╔══
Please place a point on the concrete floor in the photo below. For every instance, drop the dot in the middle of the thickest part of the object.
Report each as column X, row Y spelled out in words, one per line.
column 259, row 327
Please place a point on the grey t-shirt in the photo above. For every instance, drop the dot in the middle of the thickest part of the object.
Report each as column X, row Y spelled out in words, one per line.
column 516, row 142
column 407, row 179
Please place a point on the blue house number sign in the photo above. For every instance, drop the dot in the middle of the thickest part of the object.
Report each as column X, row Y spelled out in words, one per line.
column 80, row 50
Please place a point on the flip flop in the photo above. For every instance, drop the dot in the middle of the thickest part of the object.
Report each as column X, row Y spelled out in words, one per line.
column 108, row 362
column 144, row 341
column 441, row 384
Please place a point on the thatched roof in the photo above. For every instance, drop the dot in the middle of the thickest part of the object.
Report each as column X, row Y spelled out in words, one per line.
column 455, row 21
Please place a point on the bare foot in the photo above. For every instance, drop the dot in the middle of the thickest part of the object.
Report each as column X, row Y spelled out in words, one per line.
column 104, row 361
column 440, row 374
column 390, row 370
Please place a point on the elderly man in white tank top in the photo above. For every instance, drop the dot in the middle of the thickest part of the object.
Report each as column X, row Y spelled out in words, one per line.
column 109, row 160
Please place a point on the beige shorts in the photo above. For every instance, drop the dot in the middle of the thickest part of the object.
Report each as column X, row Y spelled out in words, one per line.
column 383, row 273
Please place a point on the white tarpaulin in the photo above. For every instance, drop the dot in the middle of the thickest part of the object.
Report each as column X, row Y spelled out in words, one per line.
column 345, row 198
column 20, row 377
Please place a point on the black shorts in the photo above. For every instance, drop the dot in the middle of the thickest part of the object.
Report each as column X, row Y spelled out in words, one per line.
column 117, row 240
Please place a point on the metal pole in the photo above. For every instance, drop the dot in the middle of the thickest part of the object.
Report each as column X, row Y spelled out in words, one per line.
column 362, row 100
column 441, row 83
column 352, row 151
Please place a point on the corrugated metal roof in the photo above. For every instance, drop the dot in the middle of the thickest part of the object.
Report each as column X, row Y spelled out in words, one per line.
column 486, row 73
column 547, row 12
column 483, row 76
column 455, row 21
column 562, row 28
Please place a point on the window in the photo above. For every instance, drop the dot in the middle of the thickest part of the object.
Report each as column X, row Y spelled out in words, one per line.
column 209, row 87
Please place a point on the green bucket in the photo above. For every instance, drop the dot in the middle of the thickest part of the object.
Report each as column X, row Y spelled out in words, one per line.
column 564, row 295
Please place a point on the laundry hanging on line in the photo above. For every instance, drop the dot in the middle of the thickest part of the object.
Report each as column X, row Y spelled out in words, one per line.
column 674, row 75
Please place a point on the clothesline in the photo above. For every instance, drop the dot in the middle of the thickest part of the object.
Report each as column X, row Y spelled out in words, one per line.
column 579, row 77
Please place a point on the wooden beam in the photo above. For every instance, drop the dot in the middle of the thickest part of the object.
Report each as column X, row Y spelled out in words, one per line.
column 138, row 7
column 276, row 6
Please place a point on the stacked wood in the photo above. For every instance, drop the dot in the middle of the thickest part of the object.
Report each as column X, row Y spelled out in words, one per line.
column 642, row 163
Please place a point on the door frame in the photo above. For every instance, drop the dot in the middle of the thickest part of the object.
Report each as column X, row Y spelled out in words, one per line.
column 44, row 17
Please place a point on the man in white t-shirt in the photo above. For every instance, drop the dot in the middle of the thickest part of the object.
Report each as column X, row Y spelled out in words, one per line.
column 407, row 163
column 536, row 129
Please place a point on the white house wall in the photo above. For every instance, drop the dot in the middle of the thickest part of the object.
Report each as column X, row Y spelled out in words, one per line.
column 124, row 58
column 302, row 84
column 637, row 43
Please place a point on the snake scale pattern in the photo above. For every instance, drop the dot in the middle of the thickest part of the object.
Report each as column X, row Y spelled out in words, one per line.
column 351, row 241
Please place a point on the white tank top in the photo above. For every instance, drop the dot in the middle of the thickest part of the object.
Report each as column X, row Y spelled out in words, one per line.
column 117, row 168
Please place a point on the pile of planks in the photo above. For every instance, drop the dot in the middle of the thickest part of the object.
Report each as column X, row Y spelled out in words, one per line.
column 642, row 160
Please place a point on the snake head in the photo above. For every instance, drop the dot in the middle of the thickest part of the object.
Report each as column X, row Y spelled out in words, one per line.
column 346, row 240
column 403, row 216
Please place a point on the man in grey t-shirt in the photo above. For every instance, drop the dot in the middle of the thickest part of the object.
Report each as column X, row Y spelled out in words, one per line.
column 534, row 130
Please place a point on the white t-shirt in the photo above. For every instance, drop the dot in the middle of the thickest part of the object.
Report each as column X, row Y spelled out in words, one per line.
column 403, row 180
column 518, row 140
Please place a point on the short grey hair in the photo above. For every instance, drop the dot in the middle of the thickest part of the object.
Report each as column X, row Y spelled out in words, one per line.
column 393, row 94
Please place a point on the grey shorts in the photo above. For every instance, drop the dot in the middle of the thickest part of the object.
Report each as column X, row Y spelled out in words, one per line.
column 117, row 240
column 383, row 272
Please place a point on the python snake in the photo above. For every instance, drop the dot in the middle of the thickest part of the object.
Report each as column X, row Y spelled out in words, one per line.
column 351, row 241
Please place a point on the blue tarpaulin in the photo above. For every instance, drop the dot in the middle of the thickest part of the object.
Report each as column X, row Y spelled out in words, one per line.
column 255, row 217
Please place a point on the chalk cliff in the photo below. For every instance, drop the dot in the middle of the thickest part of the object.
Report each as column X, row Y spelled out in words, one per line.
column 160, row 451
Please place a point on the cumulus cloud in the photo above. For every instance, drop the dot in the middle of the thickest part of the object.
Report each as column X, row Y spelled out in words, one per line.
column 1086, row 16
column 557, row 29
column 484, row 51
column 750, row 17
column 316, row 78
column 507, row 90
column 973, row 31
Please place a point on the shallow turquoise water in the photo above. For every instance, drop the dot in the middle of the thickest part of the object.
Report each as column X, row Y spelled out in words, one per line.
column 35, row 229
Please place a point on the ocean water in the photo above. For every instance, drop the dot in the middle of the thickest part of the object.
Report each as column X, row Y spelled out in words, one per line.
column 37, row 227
╚══
■ Given problem: Please swap "thickest part" for "widest part" everywhere it occurs in the data above, and reproduce the data with nothing else changed.

■ Answer to the problem:
Please place a point on the concrete floor in the photo below. For every instance, drop the dot in the middle of the widest part of the object.
Report each as column X, row Y spelled out in words, one per line.
column 259, row 327
Please place a point on the grey t-shirt in the photo above. For every instance, drop the dot in the middle of the widest part of the object.
Report each as column X, row Y spelled out in words, one per line.
column 516, row 142
column 407, row 179
Please place a point on the blue house number sign in the photo above. For every instance, drop the dot in the middle of the widest part of the object.
Report each as column X, row Y spelled out in words, one per line.
column 80, row 50
Please place a point on the flip flop in the photo above. For every instance, drop the dot in the middle of the widest part of the object.
Report each as column X, row Y spelled out in words, one per line.
column 108, row 362
column 144, row 341
column 441, row 384
Please place a point on the thatched roof in the photo above. For every instance, drop the dot in the middle of the widest part of the object.
Report each as column X, row Y spelled out in words, one per line.
column 455, row 21
Please place a point on the bare foot in the photo above. For every instance, drop the dot in the middle of the widest part of the object.
Report each as column X, row Y spelled out in words, one per line.
column 104, row 361
column 440, row 374
column 390, row 370
Please place a point on the elderly man in white tank top in the photo above. For every instance, drop the dot in the middle of the widest part of the object.
Report each as column X, row Y spelled out in words, one per line.
column 109, row 160
Please place a point on the beige shorts in the photo above. For every instance, drop the dot in the middle of the widest part of the object.
Report each as column X, row Y spelled out in words, one per line.
column 383, row 273
Please place a point on the white tarpaulin in the photo above. For every instance, drop the dot in the middle of the widest part of the object.
Report each as column X, row Y spelled out in words, one per line.
column 345, row 198
column 20, row 377
Please place a point on the black shorts in the photo above. For every instance, drop the dot in the middle of the widest part of the object.
Report each as column X, row Y spelled out in words, one per line.
column 117, row 240
Please place a point on the metal pole in the photo above. For every instance, drop the dot in the middle of the widest part of the object.
Report each as column X, row Y spelled out in words, one per line.
column 362, row 100
column 441, row 83
column 352, row 151
Please place a point on the corrugated metal roof in the photo above. For every instance, drop the dot in the middle of the widest part of the object.
Report each as column X, row Y spelled out in words, one per line.
column 486, row 73
column 547, row 12
column 483, row 76
column 455, row 21
column 562, row 28
Please place a point on the window in the photo above. For every instance, drop the dot in the middle of the widest part of the object.
Report each as column X, row Y spelled out in words, one per line.
column 209, row 87
Please place a point on the green bucket in the photo above. For every instance, drop the dot in the middle of the widest part of the object.
Report each as column X, row Y spelled out in words, one per line.
column 564, row 295
Please place a point on the laundry hanging on line in the photo above. For every instance, drop the dot in the middle of the widest part of the object.
Report each as column X, row Y spelled out in words, one per line.
column 674, row 75
Please place a point on the clothesline in the photo above. For every instance, drop the dot in the middle of the widest part of the object.
Report each as column X, row Y spelled out in words, one per line.
column 579, row 77
Please place a point on the wooden beam in the photo above. For every instance, drop the dot in the middle of the widest part of the object.
Report each as column X, row Y spelled out in words, one per line.
column 138, row 7
column 276, row 6
Please place a point on the stacked wood in the photo above. For every instance, drop the dot in the middle of the widest part of the object.
Report each as column X, row Y spelled out in words, one per line.
column 642, row 163
Please place a point on the door frame in the photo above. For every instance, drop the dot in the middle of the widest part of the object.
Report each as column X, row Y spelled out in words, one per line.
column 44, row 17
Please place a point on the man in white t-shirt in the photo above. For every instance, drop the dot in the middle of the widest part of the object.
Report each as column X, row Y spelled out in words, one per line.
column 407, row 163
column 536, row 129
Please place a point on the white house wall in the photo above. For every instance, drop the dot in the middle of the widest part of the object.
Report each as column X, row Y spelled out in words, one per line.
column 124, row 58
column 302, row 84
column 637, row 43
Please place a point on the snake scale pattern in the photo above. For every instance, drop the dot in the middle of the widest part of the object.
Report each as column X, row Y spelled out in words, one per line.
column 351, row 241
Please place a point on the white tank top in the photo above. For every instance, drop the dot in the middle of the widest part of the object.
Report each as column X, row Y spelled out in words, one per line.
column 117, row 168
Please place a point on the pile of planks in the photo above. For every instance, drop the dot in the middle of the widest part of the object.
Report each as column X, row Y spelled out in words, one per line.
column 642, row 160
Please place a point on the snake head in the photo above. For every instance, drop the dot in the middle of the widest part of the object.
Report each as column X, row Y spelled out in words, one per line.
column 346, row 240
column 403, row 216
Please place a point on the man in grey t-shirt in the photo above. For every instance, drop the dot in the middle of the widest part of the object.
Report each as column X, row Y spelled out in words, one per line.
column 534, row 130
Please place a point on the white t-shirt in the photo above. For every instance, drop the dot in the middle of the widest part of the object.
Report each as column X, row Y spelled out in words, one per line.
column 403, row 180
column 518, row 140
Please place a point on the short grey hair in the photo above. For every instance, drop the dot in the middle of the widest part of the object.
Report each as column X, row Y spelled out in words, one per line.
column 393, row 94
Please place a point on the grey shorts in the photo above. For every instance, drop the dot in the middle of the widest part of the object.
Report each as column X, row Y spelled out in words, one per line.
column 117, row 240
column 383, row 272
Please place a point on the python snake in the photo above. For every instance, drop the dot in the middle of the widest part of the object.
Report each as column X, row Y spelled out in words, one per line.
column 351, row 241
Please place a point on the blue tarpaulin in the photo above. For every instance, drop the dot in the middle of the widest part of the object.
Report each as column X, row Y spelled out in words, one per line.
column 255, row 217
Please place a point on the chalk cliff in the photo below. For every instance, drop the dot in the middle of the widest part of the object.
Report each as column X, row Y spelled out in words, one per line.
column 160, row 451
Please place a point on the cumulus cloud in the photo above. For every instance, drop the dot in the middle of the widest part of the object.
Report each as column X, row Y spelled out in words, one per line.
column 1086, row 16
column 557, row 29
column 484, row 51
column 750, row 17
column 316, row 78
column 507, row 90
column 973, row 31
Please place a point on the shallow turquoise water in the photo above. For every instance, drop the dot in the middle of the widest part of the object.
Report each as column X, row Y spelled out in words, one per line.
column 35, row 229
Please place a point on the ocean water in the photo above. For every instance, drop the dot in the middle of the widest part of the object.
Report each as column X, row Y spelled out in words, one per line.
column 37, row 227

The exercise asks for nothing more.